### TASK BRIEF
Exact copies of the lines below are the goal; any images in them are dropped.

(Data items)
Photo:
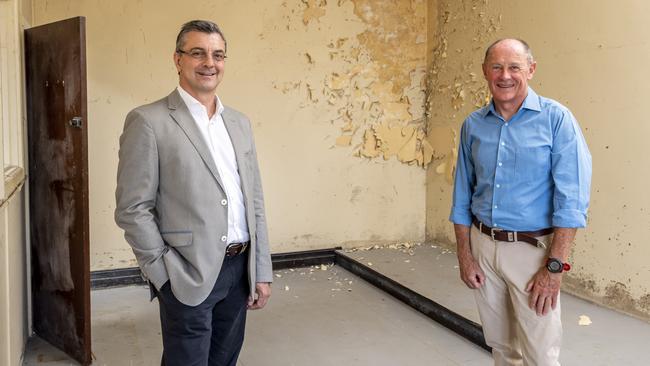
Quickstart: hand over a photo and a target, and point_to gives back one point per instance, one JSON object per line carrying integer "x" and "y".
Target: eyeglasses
{"x": 200, "y": 54}
{"x": 513, "y": 69}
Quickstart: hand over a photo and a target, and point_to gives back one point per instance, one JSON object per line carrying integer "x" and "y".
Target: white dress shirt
{"x": 216, "y": 137}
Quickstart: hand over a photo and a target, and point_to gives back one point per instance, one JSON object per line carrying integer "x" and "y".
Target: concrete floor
{"x": 612, "y": 338}
{"x": 328, "y": 316}
{"x": 317, "y": 316}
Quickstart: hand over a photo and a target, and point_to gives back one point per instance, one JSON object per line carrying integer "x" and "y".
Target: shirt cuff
{"x": 569, "y": 218}
{"x": 460, "y": 216}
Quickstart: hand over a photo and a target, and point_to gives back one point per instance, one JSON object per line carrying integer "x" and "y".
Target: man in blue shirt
{"x": 521, "y": 190}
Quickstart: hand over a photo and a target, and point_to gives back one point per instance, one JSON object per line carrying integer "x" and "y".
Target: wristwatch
{"x": 555, "y": 265}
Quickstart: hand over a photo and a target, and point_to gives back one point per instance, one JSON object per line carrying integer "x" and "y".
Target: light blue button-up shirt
{"x": 529, "y": 173}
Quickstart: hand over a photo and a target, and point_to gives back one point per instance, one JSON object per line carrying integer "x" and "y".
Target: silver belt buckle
{"x": 492, "y": 231}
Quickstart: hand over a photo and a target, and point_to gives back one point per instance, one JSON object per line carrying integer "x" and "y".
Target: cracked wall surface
{"x": 575, "y": 44}
{"x": 315, "y": 78}
{"x": 379, "y": 91}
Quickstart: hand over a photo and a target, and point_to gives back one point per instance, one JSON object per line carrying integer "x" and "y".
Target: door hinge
{"x": 76, "y": 122}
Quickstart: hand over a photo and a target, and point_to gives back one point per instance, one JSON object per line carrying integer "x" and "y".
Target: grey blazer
{"x": 171, "y": 202}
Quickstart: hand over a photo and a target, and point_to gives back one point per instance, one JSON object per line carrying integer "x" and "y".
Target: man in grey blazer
{"x": 189, "y": 198}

### TASK RESPONSE
Photo:
Quickstart: hand over a photo and a target, and point_to gives back one point per instance, one JSON object per line carrying integer "x" and "y".
Target: eyeglasses
{"x": 200, "y": 54}
{"x": 513, "y": 69}
Quickstart: hand over a photo and a target, and point_to gives back one point per instance, one JSON object per line carrying integer "x" and "y".
Target: white dress shirt
{"x": 216, "y": 137}
Quickstart: hand over a photo and a target, and point_to gives back one point per instance, one JSON object per line carrying integer "x" and "y".
Target: concrete floor
{"x": 612, "y": 338}
{"x": 328, "y": 316}
{"x": 317, "y": 316}
Quickstart: hand over a photo and a target, and point_to gives back one point per instance, one JSON object per line carrying integer "x" and "y".
Target: shirt cuff
{"x": 569, "y": 218}
{"x": 460, "y": 216}
Quickstart: hand over a photo and a target, and point_to gives back one point per instance, one JSON object per line carrying integer "x" and "y".
Target: man in blue shirt
{"x": 521, "y": 190}
Quickstart: hand over a photo and a target, and point_to gives back one point per instance, one JSON object per line carrying integer "x" and "y".
Target: wristwatch
{"x": 555, "y": 265}
Quickstart: hand over a photo and a target, and point_to gives back one point per instance, one JSON object per line carrying integer "x" and "y".
Target: light blue button-up shirt
{"x": 529, "y": 173}
Quickstart: hand over a photo and a target, and point_to gives back one point per instance, one JSON object per line carrying integer "x" and "y".
Target: silver belt buckle
{"x": 492, "y": 231}
Quickstart: hand over a photo and a target, and point_to gives back one point per instance, one JSON object per line carrying integer "x" and "y".
Target: cracked wall surface
{"x": 575, "y": 44}
{"x": 315, "y": 78}
{"x": 379, "y": 91}
Quickstart: hand over a photo and a target, and point_to gives back one point per instance, one JSON object per line carrying integer "x" and "y".
Target: door hinge
{"x": 76, "y": 122}
Quickstart: hand over a photo and a target, and point_to gives back one point per instance, one JSON object per line carrying integer "x" and "y".
Target: grey blazer
{"x": 171, "y": 202}
Quickstart: hand over a photo and a target, and point_to gives back one point per instance, one JSON object per line carrying integer "x" and "y".
Target: man in grey blazer
{"x": 189, "y": 198}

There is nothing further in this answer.